Exercise aim
Return the records word for word. Any pictures in them are not part of the copy.
□ □ □ □ □
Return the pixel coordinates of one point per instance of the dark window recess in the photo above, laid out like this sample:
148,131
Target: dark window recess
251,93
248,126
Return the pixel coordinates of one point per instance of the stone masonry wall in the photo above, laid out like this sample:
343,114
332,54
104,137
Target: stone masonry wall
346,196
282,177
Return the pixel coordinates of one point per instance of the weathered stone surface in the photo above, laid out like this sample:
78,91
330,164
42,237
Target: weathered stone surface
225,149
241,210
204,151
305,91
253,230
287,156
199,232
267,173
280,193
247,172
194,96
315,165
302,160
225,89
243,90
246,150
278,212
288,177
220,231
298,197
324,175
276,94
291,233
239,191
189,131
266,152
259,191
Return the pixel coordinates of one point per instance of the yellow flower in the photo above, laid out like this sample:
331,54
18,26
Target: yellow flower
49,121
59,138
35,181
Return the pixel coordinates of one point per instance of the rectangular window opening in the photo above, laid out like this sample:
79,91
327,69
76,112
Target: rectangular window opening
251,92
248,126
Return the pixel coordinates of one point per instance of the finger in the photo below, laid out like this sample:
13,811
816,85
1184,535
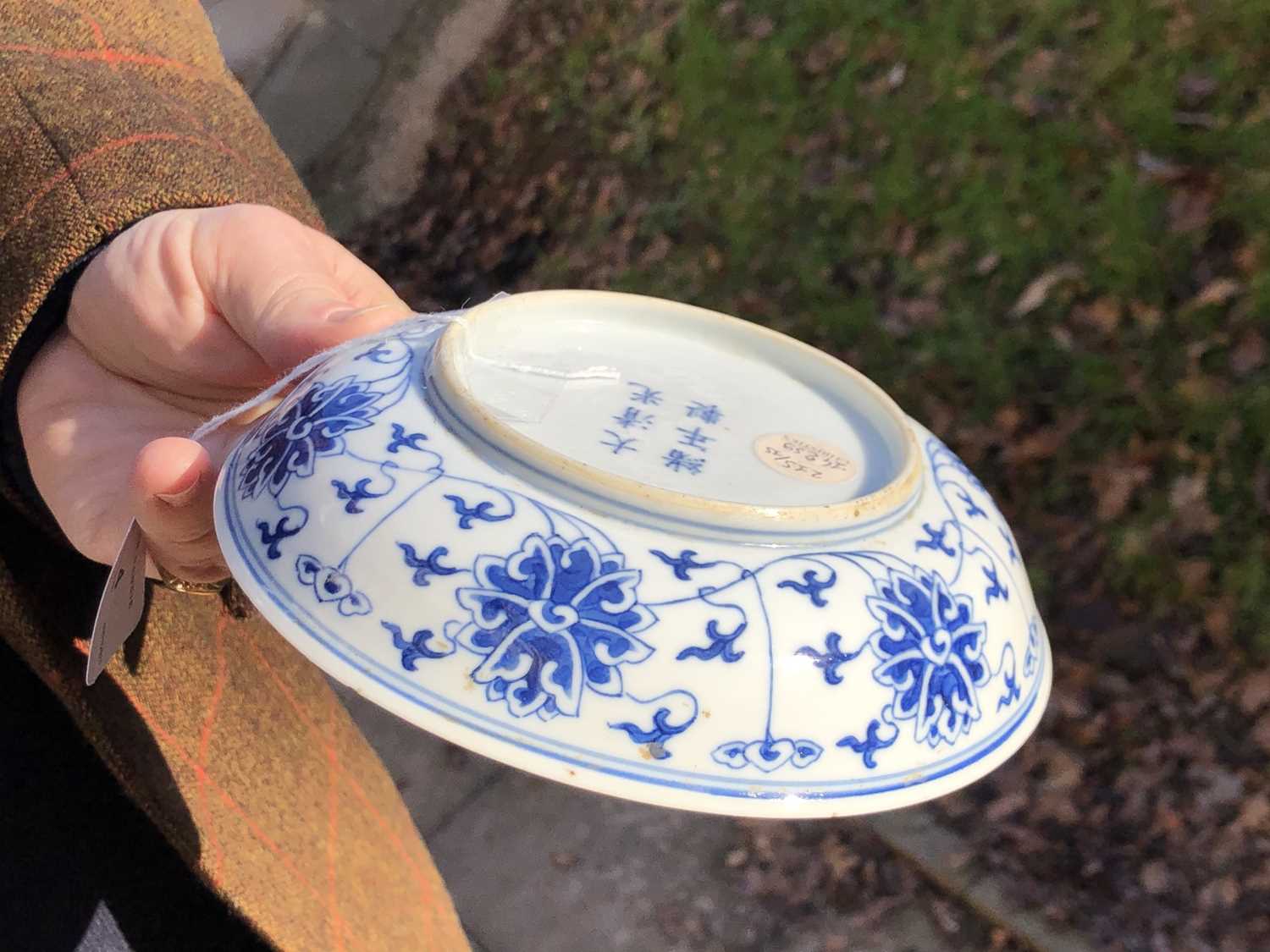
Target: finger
172,487
287,289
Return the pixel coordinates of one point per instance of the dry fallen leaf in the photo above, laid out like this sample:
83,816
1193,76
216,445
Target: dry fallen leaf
987,264
1255,692
1155,876
1190,210
1035,294
1114,485
1249,353
1216,292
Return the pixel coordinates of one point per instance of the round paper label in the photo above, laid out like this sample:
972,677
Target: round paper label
804,457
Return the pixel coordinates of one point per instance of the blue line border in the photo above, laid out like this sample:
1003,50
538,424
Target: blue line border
744,786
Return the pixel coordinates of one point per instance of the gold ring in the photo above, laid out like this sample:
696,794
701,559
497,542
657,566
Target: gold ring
188,588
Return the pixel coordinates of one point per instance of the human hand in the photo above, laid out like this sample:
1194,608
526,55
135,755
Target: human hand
182,316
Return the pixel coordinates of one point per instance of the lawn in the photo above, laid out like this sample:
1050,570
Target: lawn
1044,228
1041,226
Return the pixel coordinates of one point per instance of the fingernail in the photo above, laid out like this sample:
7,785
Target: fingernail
180,497
347,314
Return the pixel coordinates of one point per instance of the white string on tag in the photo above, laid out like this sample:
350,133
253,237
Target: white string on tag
124,597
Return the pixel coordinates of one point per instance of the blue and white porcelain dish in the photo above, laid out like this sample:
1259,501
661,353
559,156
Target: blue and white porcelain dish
647,550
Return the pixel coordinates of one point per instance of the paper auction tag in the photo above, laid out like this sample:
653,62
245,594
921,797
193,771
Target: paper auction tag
122,603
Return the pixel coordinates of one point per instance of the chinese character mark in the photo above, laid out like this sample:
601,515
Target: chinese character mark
693,438
706,413
678,461
634,416
644,393
617,443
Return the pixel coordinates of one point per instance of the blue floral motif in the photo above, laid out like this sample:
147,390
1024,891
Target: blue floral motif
1033,652
931,654
832,658
767,754
422,644
426,565
400,438
551,619
312,426
683,563
355,497
996,589
272,536
935,538
874,741
721,645
467,513
676,711
332,586
812,586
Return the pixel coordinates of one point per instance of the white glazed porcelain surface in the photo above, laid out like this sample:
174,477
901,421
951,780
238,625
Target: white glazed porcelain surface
645,550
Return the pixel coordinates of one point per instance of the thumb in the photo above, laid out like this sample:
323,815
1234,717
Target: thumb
287,289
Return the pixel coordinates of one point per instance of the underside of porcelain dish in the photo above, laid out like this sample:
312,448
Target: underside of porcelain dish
647,550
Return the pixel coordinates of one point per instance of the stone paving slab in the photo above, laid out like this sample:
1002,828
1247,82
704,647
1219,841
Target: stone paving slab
251,33
533,865
373,22
315,88
536,865
433,777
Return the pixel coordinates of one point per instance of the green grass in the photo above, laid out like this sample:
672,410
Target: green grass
823,165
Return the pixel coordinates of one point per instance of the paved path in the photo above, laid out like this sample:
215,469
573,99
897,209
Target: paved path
351,91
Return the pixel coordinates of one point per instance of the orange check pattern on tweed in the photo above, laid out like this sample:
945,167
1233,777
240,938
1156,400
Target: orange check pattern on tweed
233,744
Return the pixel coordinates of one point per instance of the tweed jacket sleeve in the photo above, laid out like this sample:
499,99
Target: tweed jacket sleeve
109,112
228,739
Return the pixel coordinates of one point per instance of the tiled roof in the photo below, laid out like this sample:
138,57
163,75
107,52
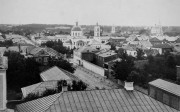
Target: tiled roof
87,49
95,42
112,100
76,28
38,105
145,43
154,40
54,73
48,50
162,46
39,87
167,86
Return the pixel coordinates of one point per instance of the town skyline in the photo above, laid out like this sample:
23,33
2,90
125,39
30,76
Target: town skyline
114,12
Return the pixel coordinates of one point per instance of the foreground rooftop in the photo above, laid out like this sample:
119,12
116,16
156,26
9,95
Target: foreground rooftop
112,100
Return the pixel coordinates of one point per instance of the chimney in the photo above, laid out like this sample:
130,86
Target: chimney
3,87
178,73
76,23
64,86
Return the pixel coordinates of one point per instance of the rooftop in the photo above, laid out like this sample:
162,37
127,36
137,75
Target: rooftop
167,86
39,87
112,100
107,54
54,73
165,45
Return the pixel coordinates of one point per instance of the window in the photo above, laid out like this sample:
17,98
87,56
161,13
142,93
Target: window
46,59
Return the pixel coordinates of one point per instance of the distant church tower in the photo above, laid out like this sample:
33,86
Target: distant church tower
3,87
113,29
97,30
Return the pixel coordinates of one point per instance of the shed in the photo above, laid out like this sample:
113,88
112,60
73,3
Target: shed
166,92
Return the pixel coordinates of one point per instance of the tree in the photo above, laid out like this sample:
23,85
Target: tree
61,63
21,72
113,47
170,62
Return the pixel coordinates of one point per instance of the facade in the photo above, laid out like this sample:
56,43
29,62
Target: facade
165,92
113,29
97,30
76,31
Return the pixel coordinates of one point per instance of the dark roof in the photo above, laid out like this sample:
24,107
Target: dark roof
165,45
76,28
167,86
154,40
112,100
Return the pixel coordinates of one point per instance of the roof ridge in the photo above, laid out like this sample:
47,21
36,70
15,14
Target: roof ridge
48,69
55,100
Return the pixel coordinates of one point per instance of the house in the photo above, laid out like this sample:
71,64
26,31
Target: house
38,88
42,54
55,73
111,100
76,30
155,41
84,53
130,50
145,44
95,43
104,56
162,48
165,92
116,40
42,40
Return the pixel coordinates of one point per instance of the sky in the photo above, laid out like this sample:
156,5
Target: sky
89,12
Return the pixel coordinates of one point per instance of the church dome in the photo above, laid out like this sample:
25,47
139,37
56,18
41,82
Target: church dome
76,27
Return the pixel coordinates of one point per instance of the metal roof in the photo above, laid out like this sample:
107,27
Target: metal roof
112,100
167,86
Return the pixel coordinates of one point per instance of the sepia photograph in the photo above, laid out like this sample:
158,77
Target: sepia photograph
89,55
□ □ □ □ □
Answer
Return the pixel coordinates of one point per instance of the dark window recess in the photo above, laid out like this sample:
148,131
Target: dark window recess
251,93
248,126
Return the pixel coordinates of one point per instance of the stone masonry wall in the photo above, laid out like this sample:
343,114
332,54
104,137
Target: stone masonry wall
346,196
282,177
Return the pixel coordinates of one point per instance of the weathered stone surface in the photo above, laid out like this sample:
78,91
330,164
42,237
Target: weathered stone surface
225,149
241,210
204,151
305,91
253,230
287,156
199,232
267,173
280,193
247,172
194,96
315,165
302,160
225,89
243,90
246,150
278,212
288,177
220,231
298,197
324,175
276,94
291,233
239,191
189,131
266,152
259,191
Return the pixel coordinates of one point per instance of the yellow flower in the photo above, laid out like this sample:
331,54
18,26
Target: yellow flower
49,121
59,138
35,181
Return the pixel coordinates of one point per instance of the rectangular window opening in the photo above, laid out like this sample:
79,91
327,69
76,112
Target: rectangular window opening
251,92
248,126
Return the pixel coordinates of one point per instance of the finger in the photo below, laid out like this sample:
13,811
816,85
1184,535
Target: finger
172,487
287,289
Return the pixel coordinates of one point per instance of the dry fallen leaf in the photo above, laid out like this sample:
83,816
1193,76
216,445
Target: dry fallen leaf
987,264
1255,692
1155,876
1190,210
1035,294
1114,485
1249,353
1216,292
Return the pixel coordinates of one point per instance of the round paper label in the photo above, laid out like this sample:
972,677
Target: round paper label
804,457
Return the pixel coordinates of one point per instance of the blue line border in the photo above, laid out like this sample:
1003,50
538,424
Target: blue line border
744,786
Return the pixel coordinates of one point per instance of the gold ring in the photo above, laid out like this sample:
696,794
701,559
497,542
657,566
Target: gold ring
188,588
Return the pixel coordinates of one point per instance of the human hand in the photo above, laid out like this sample:
1194,608
526,55
135,755
Target: human hand
182,316
Return the pixel coordinates of one point per instance of the lawn in the photo above, laid out like this sample:
1050,570
Target: lawn
1044,228
1041,226
Return the pixel coordinates of one point per instance of the fingernail in the photo above, laid out like this sample:
7,785
Target: fingernail
180,497
347,314
Return the pixel coordinates of one point per instance of the white string on tag in the photo above, laid out like this sample:
350,133
253,237
Target: white string on tag
124,597
Return the pixel coordinates of one point per instance of the blue and white porcelain dish in the photo above, laid out like this sample:
1259,501
661,353
559,156
Target: blue and white porcelain dish
647,550
Return the pixel coordinates of one point per instance of the paper auction tag in the photo above, laid out like this sample:
653,62
245,594
921,797
193,771
Target: paper auction tag
122,603
Return the pixel coordinates of one point per instance of the chinese character mark in the photo above, laid out like this sample:
601,515
Target: chinese character mark
693,438
706,413
678,461
634,416
644,393
617,443
Return the pixel coordinates of one point per instance of the blue floral motif in the photo above, laid out like this sample:
147,390
1024,891
Target: blue floral motif
1033,652
931,654
832,658
767,754
422,644
426,565
400,438
551,619
312,426
683,563
355,497
996,589
272,536
935,538
874,741
721,645
467,513
676,711
332,586
812,586
Return the pixel coordinates of one point per instance of the white glazed porcelain surface in the photo above, laid out like this sample:
174,477
901,421
951,780
238,625
Target: white glazed porcelain surface
645,550
Return the pixel coordinates of one point per instance of the thumb in the photo above, laid out like this sample:
323,815
1234,717
Target: thumb
287,289
Return the pixel coordinates of one point per instance of the underside of porcelain dish in the photo above, laid out like this sample:
312,448
Target: underside of porcelain dish
647,550
Return the pixel coordinates of one point per instance of the stone paving slab in the photo above, laid out like this sample:
1002,828
1247,82
704,647
1219,841
Target: stone paving slab
251,33
533,865
373,22
315,88
536,865
433,777
Return the pixel coordinates of one point per instance of the green grass in the photo above, laid out like this sample:
672,410
Target: green grass
823,165
Return the pixel coordinates of one point per instance of the paved path in the photo above, laid out like this sample:
215,469
573,99
897,209
Target: paved path
351,91
Return the pixel coordinates of one point per instance of the orange check pattern on tweed in the photo above, laid out like this sample:
945,167
1233,777
240,938
1156,400
Target: orange check pattern on tweed
233,744
Return the pixel coordinates of one point per instance of the tweed jacket sleeve in the photo above, laid out like this sample:
499,99
Target: tweed jacket sleeve
109,112
228,739
Return the pixel coordinates of one point per instance of the tiled roof in the photo below, laid out like this sample:
138,57
163,75
107,52
Target: tiled roof
87,49
95,42
112,100
76,28
38,105
145,43
154,40
54,73
48,50
162,46
39,87
167,86
Return the pixel coordinates of one point per instance of the town skyline in the photo above, laid out like this sample:
23,33
2,90
125,39
30,76
Target: town skyline
114,12
Return the pixel coordinates of one point per instance of the foreground rooftop in the photo above, laid out like this sample:
119,12
116,16
156,26
9,95
Target: foreground rooftop
112,100
Return the pixel coordinates of one point per instance of the chimney in the photo above, laid out like this sample:
130,86
Target: chimney
3,87
178,73
76,23
64,86
Return the pixel coordinates of one point per instance of the rooftop in the photo above, laid out like this sample:
162,37
127,36
137,75
Target: rooftop
167,86
39,87
112,100
107,54
54,73
165,45
Return the pixel coordinates of one point per instance of the window in the photo above, laid out like this sample:
17,98
87,56
161,13
142,93
Target: window
46,59
Return the pixel coordinates of one point per instance of the distant church tower in the photo above, laid out like this sample:
33,86
Target: distant church tower
3,87
113,29
97,30
Return the pixel coordinates of one point per instance of the shed in the photo above, laid out like this sample:
113,88
112,60
73,3
Target: shed
166,92
Return the pixel coordinates of one point per instance of the tree in the photo above, laid out like this sample:
23,85
Target: tree
61,63
21,72
113,47
170,62
Return the pixel coordinates of one point per instance of the facade in the photo above, laid out like this sample:
56,43
29,62
Target: facade
165,92
113,29
97,30
76,31
Return the pixel coordinates of one point per instance of the dark roof in the photo above, laid out like this sample:
24,107
Target: dark roof
165,45
76,28
167,86
154,40
112,100
Return the pixel coordinates of one point per instance of the roof ridge in the photo above, laid out like this sample:
47,21
36,70
15,14
Target: roof ridge
48,69
55,100
Return the pixel coordinates of one point per instance of the house in the photo above, laid out like this sample:
71,64
26,31
Target: house
38,88
42,54
55,73
111,100
76,30
155,41
84,53
130,50
145,44
95,43
104,56
162,48
165,92
116,40
42,40
Return the pixel coordinates of one point per instance of the sky in the photo above, laid out like this sample:
156,5
Target: sky
89,12
Return the pixel coordinates of one point per instance of the church dome in the photo above, laid out like this sample:
25,47
139,37
56,18
41,82
Target: church dome
76,27
Return the pixel coordinates of one point per instance of the metal roof in the photo above, laid out like this sample:
107,27
Target: metal roof
112,100
167,86
Return the pixel coordinates of one point per instance of the sepia photograph in the photo above, laid out like this sample:
158,77
Target: sepia photograph
89,55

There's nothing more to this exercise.